→ Activity
Please reproduce the data exactly, though every picture must stay out.
Provided material Start Marker
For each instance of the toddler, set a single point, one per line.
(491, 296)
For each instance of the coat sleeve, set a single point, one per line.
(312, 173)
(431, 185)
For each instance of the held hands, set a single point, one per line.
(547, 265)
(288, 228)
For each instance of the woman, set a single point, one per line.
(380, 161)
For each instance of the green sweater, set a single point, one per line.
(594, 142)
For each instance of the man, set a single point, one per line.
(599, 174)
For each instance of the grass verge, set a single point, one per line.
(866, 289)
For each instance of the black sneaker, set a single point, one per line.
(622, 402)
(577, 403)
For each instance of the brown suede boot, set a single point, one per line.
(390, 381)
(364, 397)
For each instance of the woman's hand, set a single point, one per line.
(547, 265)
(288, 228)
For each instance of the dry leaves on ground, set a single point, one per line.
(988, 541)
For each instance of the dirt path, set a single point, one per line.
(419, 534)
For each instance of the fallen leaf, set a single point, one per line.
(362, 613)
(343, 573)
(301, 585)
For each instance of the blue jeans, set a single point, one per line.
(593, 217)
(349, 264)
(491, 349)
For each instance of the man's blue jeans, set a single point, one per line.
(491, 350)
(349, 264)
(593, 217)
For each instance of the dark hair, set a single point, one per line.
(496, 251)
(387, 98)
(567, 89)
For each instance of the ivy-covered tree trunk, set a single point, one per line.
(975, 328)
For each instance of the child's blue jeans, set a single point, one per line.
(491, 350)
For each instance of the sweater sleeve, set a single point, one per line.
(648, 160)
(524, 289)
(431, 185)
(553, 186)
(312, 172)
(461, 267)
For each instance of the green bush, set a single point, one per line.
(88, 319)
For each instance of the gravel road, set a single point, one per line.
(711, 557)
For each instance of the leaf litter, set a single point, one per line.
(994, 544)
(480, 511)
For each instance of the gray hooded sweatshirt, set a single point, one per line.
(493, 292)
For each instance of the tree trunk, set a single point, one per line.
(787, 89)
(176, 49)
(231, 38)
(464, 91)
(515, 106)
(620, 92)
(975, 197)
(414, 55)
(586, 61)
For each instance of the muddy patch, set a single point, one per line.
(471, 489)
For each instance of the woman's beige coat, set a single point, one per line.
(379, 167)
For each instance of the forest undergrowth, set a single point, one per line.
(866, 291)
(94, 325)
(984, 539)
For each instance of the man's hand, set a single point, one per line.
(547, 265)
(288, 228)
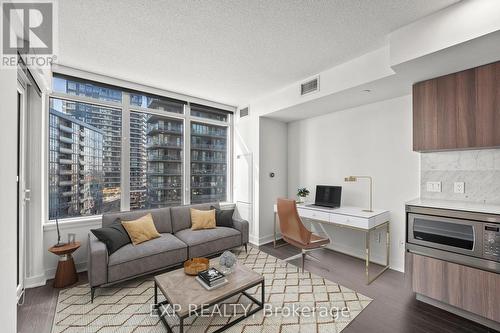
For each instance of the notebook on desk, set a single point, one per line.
(327, 197)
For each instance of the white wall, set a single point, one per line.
(273, 158)
(446, 28)
(8, 198)
(375, 140)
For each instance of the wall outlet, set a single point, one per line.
(433, 186)
(459, 187)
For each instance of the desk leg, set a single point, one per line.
(274, 226)
(367, 255)
(388, 251)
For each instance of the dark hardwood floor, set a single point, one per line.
(394, 308)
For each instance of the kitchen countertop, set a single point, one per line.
(456, 205)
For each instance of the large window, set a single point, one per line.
(95, 129)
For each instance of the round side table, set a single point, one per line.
(66, 270)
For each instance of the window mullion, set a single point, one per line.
(125, 160)
(187, 156)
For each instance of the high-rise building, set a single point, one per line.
(208, 163)
(138, 163)
(75, 167)
(109, 120)
(164, 161)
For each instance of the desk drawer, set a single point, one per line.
(313, 214)
(351, 221)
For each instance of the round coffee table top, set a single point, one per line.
(65, 249)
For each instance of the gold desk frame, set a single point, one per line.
(367, 243)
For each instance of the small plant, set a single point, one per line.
(303, 192)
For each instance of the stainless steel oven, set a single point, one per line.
(464, 237)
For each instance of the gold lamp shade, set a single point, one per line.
(355, 179)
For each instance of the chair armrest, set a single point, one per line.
(242, 226)
(97, 262)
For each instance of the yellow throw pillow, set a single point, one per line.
(141, 230)
(202, 219)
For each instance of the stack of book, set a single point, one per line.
(211, 278)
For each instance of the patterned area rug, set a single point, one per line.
(296, 302)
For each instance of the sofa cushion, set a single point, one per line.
(224, 217)
(202, 219)
(158, 253)
(161, 218)
(209, 241)
(181, 215)
(141, 230)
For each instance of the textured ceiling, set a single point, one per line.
(227, 51)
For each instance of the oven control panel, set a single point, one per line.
(491, 241)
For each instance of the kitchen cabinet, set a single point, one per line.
(464, 287)
(458, 111)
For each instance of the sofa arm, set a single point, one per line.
(242, 226)
(97, 262)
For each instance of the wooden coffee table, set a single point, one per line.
(182, 291)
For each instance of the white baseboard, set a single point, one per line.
(50, 273)
(35, 281)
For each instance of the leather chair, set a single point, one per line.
(295, 233)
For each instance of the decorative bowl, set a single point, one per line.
(196, 265)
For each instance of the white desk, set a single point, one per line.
(348, 217)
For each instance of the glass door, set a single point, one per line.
(22, 190)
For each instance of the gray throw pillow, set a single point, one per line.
(114, 236)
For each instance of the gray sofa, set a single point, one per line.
(176, 244)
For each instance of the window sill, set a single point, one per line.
(97, 220)
(74, 223)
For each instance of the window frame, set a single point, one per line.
(126, 108)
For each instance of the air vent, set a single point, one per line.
(309, 86)
(244, 112)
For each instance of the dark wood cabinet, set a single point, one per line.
(458, 111)
(467, 288)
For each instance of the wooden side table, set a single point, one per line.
(66, 270)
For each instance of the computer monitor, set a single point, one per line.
(328, 196)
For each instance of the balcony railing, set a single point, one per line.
(215, 134)
(208, 172)
(164, 158)
(163, 144)
(208, 146)
(161, 172)
(164, 129)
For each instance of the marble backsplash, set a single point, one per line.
(479, 169)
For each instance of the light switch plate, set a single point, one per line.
(459, 187)
(433, 186)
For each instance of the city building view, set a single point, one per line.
(155, 161)
(208, 163)
(75, 167)
(156, 152)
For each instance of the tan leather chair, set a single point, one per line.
(295, 233)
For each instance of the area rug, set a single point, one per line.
(296, 302)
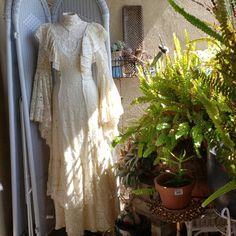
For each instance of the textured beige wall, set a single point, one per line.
(159, 19)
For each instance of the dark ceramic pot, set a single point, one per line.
(217, 177)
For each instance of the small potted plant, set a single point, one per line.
(175, 186)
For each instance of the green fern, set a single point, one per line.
(195, 21)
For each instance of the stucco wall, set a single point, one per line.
(159, 20)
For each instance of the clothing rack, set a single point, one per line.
(22, 18)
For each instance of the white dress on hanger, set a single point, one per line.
(78, 117)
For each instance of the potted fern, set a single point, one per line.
(175, 120)
(175, 187)
(222, 81)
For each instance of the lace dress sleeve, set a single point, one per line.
(110, 107)
(40, 110)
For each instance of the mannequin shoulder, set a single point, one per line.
(97, 30)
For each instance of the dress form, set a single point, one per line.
(78, 116)
(69, 20)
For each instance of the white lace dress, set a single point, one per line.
(78, 117)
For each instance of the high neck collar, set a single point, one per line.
(69, 20)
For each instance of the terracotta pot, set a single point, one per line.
(174, 198)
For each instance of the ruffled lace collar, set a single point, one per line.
(69, 20)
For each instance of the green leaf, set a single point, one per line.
(162, 126)
(149, 150)
(182, 130)
(195, 21)
(140, 149)
(221, 191)
(197, 136)
(161, 139)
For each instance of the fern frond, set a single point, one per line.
(195, 21)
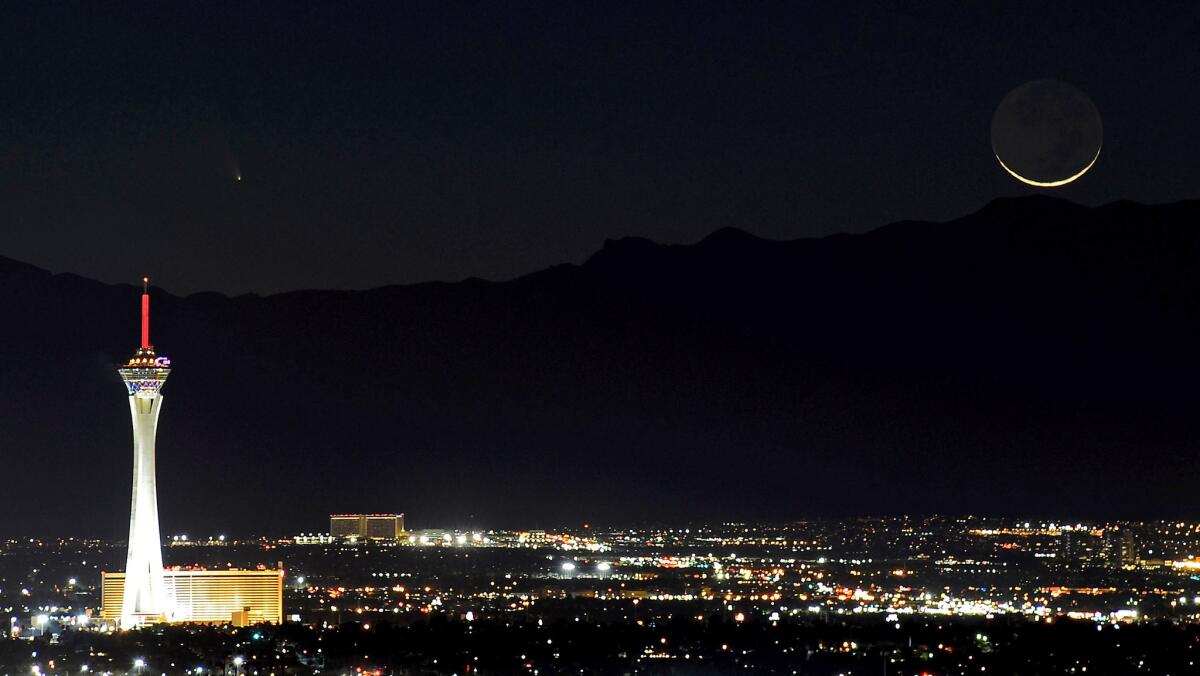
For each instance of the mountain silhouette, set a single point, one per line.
(1033, 358)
Provided material End Marker
→ Answer section
For each instance of the toddler, set a single point, one per line.
(491, 296)
For each instance of the coat sleeve, set a single point, one per line.
(312, 173)
(431, 185)
For each instance of the held hands, set a single point, one per line.
(547, 265)
(288, 228)
For each instance of the woman, set a single point, one per line.
(380, 161)
For each instance of the green sweater, set a single point, one per line.
(594, 142)
For each instance of the man, set a single point, one per line.
(599, 174)
For each instance of the grass verge, set a single point, one per line.
(866, 289)
For each instance of the black sneaker, set a single point, one per line.
(622, 402)
(577, 403)
For each instance of the brown suede boot, set a single point, one per line.
(390, 381)
(364, 397)
For each instance of the woman's hand, set a single point, one per line.
(547, 265)
(288, 228)
For each instance of the dry leaves on ground, set a single point, one per line.
(988, 541)
For each instance of the dirt path, set a single point, one per line.
(419, 534)
For each instance of the fallen leaf, set a single point, one per line.
(362, 613)
(343, 573)
(301, 585)
For each instance of the blue jeans, set a single point, one per line.
(593, 217)
(349, 264)
(491, 349)
For each instance of the man's blue jeans, set a single point, one per line.
(491, 350)
(349, 264)
(593, 217)
For each instance of the dark hair, set a single point, one per line.
(496, 251)
(387, 98)
(567, 89)
For each instance of the ivy-covered tree trunk, set a single point, one per line.
(975, 328)
For each instance of the child's blue jeans, set a single point, one per line.
(491, 350)
For each instance of the sweater sleeve, set a single point, one per line.
(648, 160)
(524, 289)
(431, 185)
(553, 186)
(312, 172)
(461, 267)
For each instance of the green bush, set a single point, one per line.
(88, 319)
For each instance of the gravel road, set a single point, one per line.
(711, 557)
For each instance of the leaf litter, set a single point, one per line.
(994, 544)
(480, 511)
For each instance of the gray hooded sweatshirt, set a single point, one per line.
(493, 292)
For each instance of the tree trunk, set a single point, one per line.
(787, 89)
(176, 49)
(231, 38)
(464, 91)
(515, 106)
(620, 92)
(975, 197)
(414, 55)
(586, 61)
For each instance of the muddy patch, set a single point, one per line.
(471, 489)
For each instance of the woman's beige coat, set a single point, one per line.
(379, 167)
For each instance of the forest undergrowth, set a single point, one per line.
(866, 291)
(94, 325)
(984, 539)
For each instance of the man's hand, set a single point, one per line.
(547, 265)
(288, 228)
For each instance of the notebook on desk, set a single point, one per line.
(327, 197)
For each instance of the white wall, set a single point, one per line.
(273, 158)
(446, 28)
(8, 198)
(375, 140)
For each instance of the wall outlet, set a single point, one per line.
(433, 186)
(459, 187)
For each instance of the desk leg, set a single point, one per line.
(274, 226)
(367, 255)
(388, 251)
For each instance of the dark hardwood floor, set a single point, one per line.
(394, 308)
For each instance of the kitchen countertop, set a single point, one per line.
(456, 205)
For each instance of the large window, set a single point, one per line.
(95, 129)
For each instance of the round side table, set a single point, one per line.
(66, 270)
For each instance of the window mullion, set a single point, one per line.
(125, 160)
(187, 156)
For each instance of the high-rise building, set a single point, one per line.
(208, 163)
(138, 163)
(75, 167)
(109, 120)
(164, 161)
For each instance of the desk drawer, set a single point, one per line.
(313, 214)
(351, 221)
For each instance of the round coffee table top, set a single point, one per line.
(65, 249)
For each instance of the gold desk frame, set a single point, one per line.
(367, 243)
For each instance of the small plant, set a single point, one per line.
(303, 192)
For each instance of the stainless steel oven, set a single point, one per line.
(464, 237)
For each instance of the gold lamp shade, set a single point, one per line.
(355, 179)
For each instance of the chair armrest, set a single point, one per line.
(242, 226)
(97, 262)
For each instance of the yellow throw pillow, set a single point, one per line.
(141, 230)
(202, 219)
For each instance of the stack of book, set a single point, one per line.
(211, 278)
For each instance of the patterned area rug, set a single point, one per line.
(296, 302)
For each instance of the sofa cushion, set a single point, one per line.
(224, 217)
(202, 219)
(158, 253)
(161, 218)
(209, 241)
(181, 215)
(141, 230)
For each instance of the textured ceiling, set a single point, one per line.
(227, 51)
For each instance of the oven control panel, set a single point, one per line.
(491, 241)
For each instance of the kitchen cabinet, set a single point, one per line.
(464, 287)
(458, 111)
For each instance of the sofa arm, set a single point, one per line.
(242, 226)
(97, 262)
For each instance of the wooden coffee table, set a single point, one per line.
(182, 291)
For each instance of the white baseboard, set a single point, one per line.
(50, 273)
(35, 281)
For each instance of the leather chair, set a single point, one per line.
(295, 233)
For each instance of the decorative bowl, set a single point, one per line.
(196, 265)
For each instance of the white desk, set a single point, one per line.
(348, 217)
For each instance of the glass door, set a single point, one per line.
(22, 190)
For each instance of the gray throw pillow, set a single point, one per line.
(114, 236)
For each instance of the gray sofa, set a single point, one per line.
(176, 244)
For each instance of the window sill, set a single point, one per line.
(97, 220)
(74, 223)
For each instance of the window frame, set a single point, one per line.
(126, 108)
For each instance of the air vent, set a single point, one per line.
(309, 86)
(244, 112)
For each instance of the dark wood cabinet, set a single point, one per line.
(458, 111)
(467, 288)
For each instance of the wooden side table, set a single point, one per line.
(66, 270)
For each instance of the computer monitor, set a single point, one per line.
(328, 196)
For each instance of the balcony railing, set a single point, one per line.
(215, 134)
(208, 172)
(164, 158)
(163, 144)
(208, 146)
(161, 172)
(164, 129)
For each instance of the marble backsplash, set a single point, one per line.
(479, 169)
For each instance of the light switch plate, set a single point, one per line.
(459, 187)
(433, 186)
For each instance of the city building view, set a single point, one per line.
(155, 161)
(208, 163)
(75, 167)
(156, 152)
For each instance of the tan leather chair, set a single point, one per line.
(295, 233)
For each instance of the area rug, set a single point, one per line.
(296, 302)
For each instance of the textured beige wall, set a single point, one per line.
(159, 19)
For each instance of the dark ceramic pot, set a single point, one per line.
(217, 177)
For each instance of the small potted plant, set a single point, one per line.
(175, 186)
For each instance of the green fern, set a single point, one per line.
(195, 21)
For each instance of the stucco wall, set a single point, one per line.
(159, 20)
For each instance of the clothing rack, set a single point, one per line.
(22, 18)
For each instance of the white dress on hanger, set a single point, one per line.
(78, 117)
For each instance of the potted fern, set a single point, one per line.
(175, 120)
(175, 187)
(222, 81)
For each instance of the lace dress sleeve, set a single point, one per line.
(110, 107)
(40, 110)
For each instance of the mannequin shoulder, set a single point, one per line.
(97, 30)
For each instance of the dress form, set a single point, one per line.
(78, 116)
(69, 20)
For each instance of the white lace dress, set a single point, one per line.
(78, 117)
For each instance of the high neck collar, set a single point, one per line.
(69, 20)
For each instance of the terracotta pot, set a single point, one per line.
(174, 198)
For each instance of the ruffled lace collar, set a single point, one per line.
(69, 20)
For each instance of the green leaf, set a single point, one per line.
(162, 126)
(149, 150)
(182, 130)
(195, 21)
(140, 149)
(221, 191)
(197, 136)
(161, 139)
For each instance of the fern frond, set a single point, one per line.
(195, 21)
For each instance of the mountain silhouette, set a single point, one per line.
(1033, 358)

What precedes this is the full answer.